SOURCE DOCUMENT:
Well, the Sun HotSpot JIT (don't know whether the server VM, client
VM, or both) uses graph colouring.

Also, at CC a few days ago I heard that the Jikes RVM contains two
JITs; for historical reasons, the faster JIT (that generates slower
code) uses graph colouring, and the slower JIT (that generates faster
code) uses linear scan register allocation.

I guess you can answer the question either way, just use the right
arguments to support your position.

- anton
--
M. Anton Ertl
anton@mips.complang.tuwien.ac.at
http://www.complang.tuwien.ac.at/anton/home.html

Anton Ertl

2006-04-08, 7:03 pm

torbenm@app-4.diku.dk (=?iso-8859-1?q?Torben_=C6gidius_Mogensen?=) writes:
> - The Java JVM is (mostly) stack-based, so you can't directly apply
> graph colouring to do register allocation -- you would first have
> to convert to named-variable form.


Graph colouring works on a conflict graph. Getting from a stack-based
form to the conflict graph seems a little bit easer to me than from a
named-variable form, because liveness information is explicit in the
stack form.

> The usual approach to
> stack-to-register conversion used a near-minimal number of
> registers, so tehre is no need for a separate register-allocation
> phase.


Yes, as long as you use the stack only within basic blocks (as is done
most of the time by most compilers that generate JVM code), register
allocation for the stack is trivial; register allocation for variables
in basic blocks (without scheduling) is also easy and does not need
graph colouring or similar stuff.

DATA SECTION:
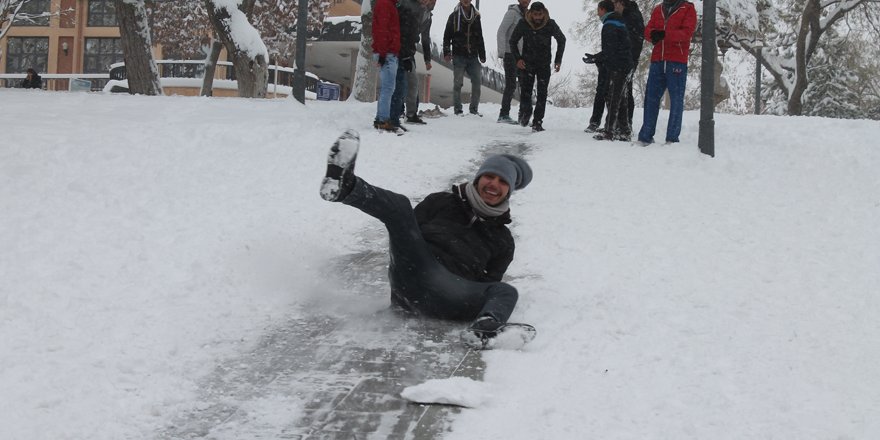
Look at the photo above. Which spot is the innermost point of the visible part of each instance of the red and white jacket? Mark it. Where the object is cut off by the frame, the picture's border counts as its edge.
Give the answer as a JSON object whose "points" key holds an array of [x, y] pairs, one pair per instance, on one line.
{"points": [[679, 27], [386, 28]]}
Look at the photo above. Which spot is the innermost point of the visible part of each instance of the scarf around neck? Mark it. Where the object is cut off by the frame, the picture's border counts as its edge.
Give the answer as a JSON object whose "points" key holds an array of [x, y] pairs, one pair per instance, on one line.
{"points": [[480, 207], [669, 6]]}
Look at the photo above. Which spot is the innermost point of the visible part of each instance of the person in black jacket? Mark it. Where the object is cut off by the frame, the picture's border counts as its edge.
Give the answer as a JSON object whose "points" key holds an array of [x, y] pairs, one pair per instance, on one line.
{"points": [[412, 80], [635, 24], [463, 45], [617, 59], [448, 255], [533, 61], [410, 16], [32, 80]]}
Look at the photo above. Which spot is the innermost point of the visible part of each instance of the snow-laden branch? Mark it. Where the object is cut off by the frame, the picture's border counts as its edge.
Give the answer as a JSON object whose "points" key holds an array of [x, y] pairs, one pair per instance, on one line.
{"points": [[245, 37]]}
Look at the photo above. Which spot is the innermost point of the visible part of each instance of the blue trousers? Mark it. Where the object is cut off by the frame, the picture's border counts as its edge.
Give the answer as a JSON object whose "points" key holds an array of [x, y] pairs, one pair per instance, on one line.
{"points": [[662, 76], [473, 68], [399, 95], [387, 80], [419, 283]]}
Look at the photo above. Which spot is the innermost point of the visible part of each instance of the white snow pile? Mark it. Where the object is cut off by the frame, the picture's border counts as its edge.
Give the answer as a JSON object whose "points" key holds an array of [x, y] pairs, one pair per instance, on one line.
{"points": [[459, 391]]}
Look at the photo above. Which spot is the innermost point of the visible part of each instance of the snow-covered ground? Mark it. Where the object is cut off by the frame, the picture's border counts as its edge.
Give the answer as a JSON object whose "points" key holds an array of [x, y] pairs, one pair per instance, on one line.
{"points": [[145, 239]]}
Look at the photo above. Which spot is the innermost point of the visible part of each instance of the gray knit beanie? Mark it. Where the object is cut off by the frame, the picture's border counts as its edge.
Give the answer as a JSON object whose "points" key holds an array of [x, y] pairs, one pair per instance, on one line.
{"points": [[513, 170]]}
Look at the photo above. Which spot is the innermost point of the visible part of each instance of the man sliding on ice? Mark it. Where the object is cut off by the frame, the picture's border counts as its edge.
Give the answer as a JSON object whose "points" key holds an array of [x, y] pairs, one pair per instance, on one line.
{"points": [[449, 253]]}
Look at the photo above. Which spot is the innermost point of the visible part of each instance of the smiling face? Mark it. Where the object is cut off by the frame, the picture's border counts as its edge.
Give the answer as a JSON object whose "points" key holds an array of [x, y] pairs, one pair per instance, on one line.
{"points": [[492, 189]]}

SET PROBLEM:
Continue the newsgroup post on register allocation for stack-based JVM code, starting right after its last sentence.

ANSWER TO THIS PROBLEM:
> You can use register allocation for local variables in the
> frame, but if you only have the pityful number of registers on an
> x86 processor, this is probably not worth it (it wold be better to
> use them all for the stack).


Even for Forth, which uses the stack much more extensively than the
JVM (e.g., across basic blocks), having more than three registers for
stack items provides very little benefit
<http://www.complang.tuwien.ac.at/pa...26gregg05.ps.gz>. That
would leave another 4 registers for locals.

However, for the JVM the stack items often don't need a register, as
they are often coming from locals in registers, in memory, or from
immediate values, and the access to them can often be integrated into
the actual instruction. E.g., for the JAVA statement

a=b+c=1;

which is translated to

iload b
iload c
iadd
bipush 1
iadd
istore a

With the register assignment

a=%eax
b=%ebx
c-%ecx

this can be compiled into

lea 1(%ebx,%ecx), %eax

without needing a single register for the stack items involved.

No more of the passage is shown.